[CHECK YOUR UNDERSTANDING]
a. Repeat the blog text on hospice and doctor–patient communication word for word, starting at "Wednesday, June 20, 2012" and ending at "start the conversation.".
b. Pick up the blog post on why it is hard to collaborate with a physician and continue it from its final sentence.

[TEXT PROVIDED]

Wednesday, June 20, 2012

Bring up hospice is like proposing to one's girlfriend

1.  It shouldn't be a surprise
2.  You should have some idea of the answer before you ask the questions
3.  It is not how you start the conversation.
4.  Don't consult social work, ask yourself!

It's interesting to me how intimidating it is for doctors/residents/med students to bring up hospice (for a variety of reasons) and for patients/families to have it brought up or to bring it up.  So to make thing simpler, I've come up with this analogy that I think applies for at least these 4 reasons.

Tuesday, June 5, 2012

Why it is difficult to collaborate with your physician

Recently I read two articles in the NYTimes (1, 2), stating how doctor's and patients fail to communicate or collaborate meaningfully and why that is necessary.  I recently wrote about what questions I would ask a doctor when a doctor proposes a medical intervention whether that is a surgery, a medication or a test.
Here is the problem:  doctor's don't have the answers to these questions readily available and even if they did, they don't have the time to explain the answers to those questions.

[/TEXT PROVIDED]
[RECORD EXTRACTS]

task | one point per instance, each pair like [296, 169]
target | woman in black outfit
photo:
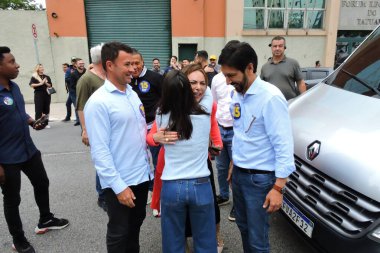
[40, 82]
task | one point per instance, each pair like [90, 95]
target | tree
[19, 5]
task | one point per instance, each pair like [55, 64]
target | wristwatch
[279, 189]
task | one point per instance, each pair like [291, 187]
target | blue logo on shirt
[237, 111]
[8, 101]
[232, 93]
[142, 110]
[144, 86]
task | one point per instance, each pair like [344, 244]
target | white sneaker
[149, 197]
[156, 213]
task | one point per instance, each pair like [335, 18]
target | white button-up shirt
[263, 137]
[115, 123]
[222, 94]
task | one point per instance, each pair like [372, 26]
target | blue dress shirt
[16, 145]
[187, 159]
[262, 130]
[115, 123]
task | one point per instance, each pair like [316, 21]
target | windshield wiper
[361, 81]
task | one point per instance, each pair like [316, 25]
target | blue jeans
[249, 192]
[68, 107]
[154, 150]
[192, 196]
[99, 188]
[73, 97]
[223, 161]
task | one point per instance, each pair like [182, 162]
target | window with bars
[292, 14]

[/RECORD EXTRACTS]

[TASK ANSWERS]
a.
Wednesday, June 20, 2012

Bring up hospice is like proposing to one's girlfriend

1.  It shouldn't be a surprise
2.  You should have some idea of the answer before you ask the questions
3.  It is not how you start the conversation.

b.
1.  Guidelines and review articles often fail to present data in a clinically relevant way.  It is up to the individual physician to go through the studies in detail to translate the info into a clinically meaningful way.  Most docs don't have access to articles or time to do things like this.

2.  It takes me a good half hour to explain the proper use of Aricept for example or the role of cholesterol medications or when to do prostate cancer screening.  It takes time.  I don't have that time.

Good intentions are nice but the data as presented currently and the structure of the office visit as constrained by financial pressures makes collaborating more of a pipe dream.